── TEXT PASSAGE
Wednesday, June 18, 2008

Starting Tomatoes from Seed

Several days ago, I decided to start another Black Prince tomato plant from seed and use it to replace my last and very poor looking Better Boy. I'm doing this because the Better Boy appears to be losing ground rapidly, while the Black Prince continues to thrive and put on fruit. Hopefully, the time it takes the Siberian heirloom's seeds to grow into transplantable seedlings will give the few (3) small tomatoes on the Better Boy a chance to ripen. That is, of course, assuming that the plant survives that long.

So, earlier this morning I planted several seeds that I harvested from a Black Prince tomato about a week ago. It is pretty simple to harvest seeds from tomatoes. Only try it with heirlooms, however, as any plant you get from a hybrid tomato may differ greatly from the plant that produced the seed. I used the following method:
Allow one a plant that you like to fully ripen, pick it, and cut it in half. Then scoop out the seeds with a spoon, knife, finger, or whatever you have. Now, dump this gooey mess into a cup, add a little water, and cover with the top with some wrap with a few holes punched in it. You'll want to remove the cover about once a day and stir the seeds. Soaking/fermenting in water helps remove the gelatinous coating from the seeds and some claim that it rids the seeds of any diseases that might be present. After the seeds soak for a few days, the top of the water will look pretty scummy. This is a good thing, as it lets you know the fermentation is taking place. Now remove the seeds, rinse them off, and spread them out one by one on a paper towel. Place the paper towel in an out of the way place and allow the seeds to dry for several more days (3 or 4 should do it). Once dry, they are ready to store or plant.

When the plants sprout, I'll thin them down over the course of several weeks to the strongest one and use it to replace the Better Boy.

4 comments:

Jennifer said...

Good luck with the new tomato, and thanks for the instructions on how to get seeds from the fruit itself. I wanted to start some seeds from fresh produce, but wasn't entirely sure how to do it.

Hope those Better Boys ripen before the plants sees its last day. We got a Better Boy start from the farmer's market and it's not doing very well. So far, the Roma tomato is the only one really taking off. We've got three or four small fruits on it!

plantgirl said...

Thanks for the instructions - looks easier to save seeds than I thought it would be :)

Annie said...
────
── INFORMATION
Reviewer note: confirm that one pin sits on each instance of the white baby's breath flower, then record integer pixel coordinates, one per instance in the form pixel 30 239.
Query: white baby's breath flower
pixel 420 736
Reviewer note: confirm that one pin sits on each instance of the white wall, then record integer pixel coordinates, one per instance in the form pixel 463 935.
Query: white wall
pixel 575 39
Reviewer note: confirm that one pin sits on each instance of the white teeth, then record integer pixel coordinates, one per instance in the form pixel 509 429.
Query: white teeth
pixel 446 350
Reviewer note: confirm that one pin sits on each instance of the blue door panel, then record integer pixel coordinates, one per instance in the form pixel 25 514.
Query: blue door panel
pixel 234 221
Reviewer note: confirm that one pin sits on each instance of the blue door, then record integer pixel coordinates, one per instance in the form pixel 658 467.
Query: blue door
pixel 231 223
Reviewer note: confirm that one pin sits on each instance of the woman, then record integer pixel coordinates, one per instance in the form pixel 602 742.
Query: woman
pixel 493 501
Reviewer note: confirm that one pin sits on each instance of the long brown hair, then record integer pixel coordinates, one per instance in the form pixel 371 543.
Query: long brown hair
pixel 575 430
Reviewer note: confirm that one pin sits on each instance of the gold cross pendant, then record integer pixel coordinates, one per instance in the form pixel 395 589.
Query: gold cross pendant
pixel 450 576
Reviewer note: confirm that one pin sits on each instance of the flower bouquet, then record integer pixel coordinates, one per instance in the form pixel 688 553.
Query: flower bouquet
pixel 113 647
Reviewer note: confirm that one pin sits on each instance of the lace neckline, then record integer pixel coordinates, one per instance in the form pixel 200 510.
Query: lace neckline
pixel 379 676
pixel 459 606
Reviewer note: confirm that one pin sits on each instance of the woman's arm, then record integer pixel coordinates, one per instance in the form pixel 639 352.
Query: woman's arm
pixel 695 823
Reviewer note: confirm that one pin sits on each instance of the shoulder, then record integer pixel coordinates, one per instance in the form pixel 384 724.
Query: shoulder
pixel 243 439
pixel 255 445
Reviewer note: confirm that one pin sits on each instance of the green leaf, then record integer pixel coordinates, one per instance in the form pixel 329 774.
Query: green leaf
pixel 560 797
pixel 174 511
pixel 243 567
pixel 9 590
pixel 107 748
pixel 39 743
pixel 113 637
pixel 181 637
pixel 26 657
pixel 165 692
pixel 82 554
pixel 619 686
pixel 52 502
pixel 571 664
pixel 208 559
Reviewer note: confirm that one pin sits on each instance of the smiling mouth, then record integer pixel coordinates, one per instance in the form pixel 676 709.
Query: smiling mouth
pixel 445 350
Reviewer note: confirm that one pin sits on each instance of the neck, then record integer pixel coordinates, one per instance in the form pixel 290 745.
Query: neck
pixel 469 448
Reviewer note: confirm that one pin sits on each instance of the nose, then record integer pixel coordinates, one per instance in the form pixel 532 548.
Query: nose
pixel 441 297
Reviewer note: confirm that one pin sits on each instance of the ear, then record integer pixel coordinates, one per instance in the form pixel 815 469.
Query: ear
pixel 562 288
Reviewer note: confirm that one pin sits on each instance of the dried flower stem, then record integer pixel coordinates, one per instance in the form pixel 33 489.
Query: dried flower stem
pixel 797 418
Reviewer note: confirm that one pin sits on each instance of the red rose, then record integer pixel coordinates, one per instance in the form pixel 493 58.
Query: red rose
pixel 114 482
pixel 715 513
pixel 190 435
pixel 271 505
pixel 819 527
────
**AIM OF THE TASK:** Can you retype the tomato seed post between "Wednesday, June 18, 2008" and "survives that long.", inclusive?

**RESULT OF THIS TASK:**
Wednesday, June 18, 2008

Starting Tomatoes from Seed

Several days ago, I decided to start another Black Prince tomato plant from seed and use it to replace my last and very poor looking Better Boy. I'm doing this because the Better Boy appears to be losing ground rapidly, while the Black Prince continues to thrive and put on fruit. Hopefully, the time it takes the Siberian heirloom's seeds to grow into transplantable seedlings will give the few (3) small tomatoes on the Better Boy a chance to ripen. That is, of course, assuming that the plant survives that long.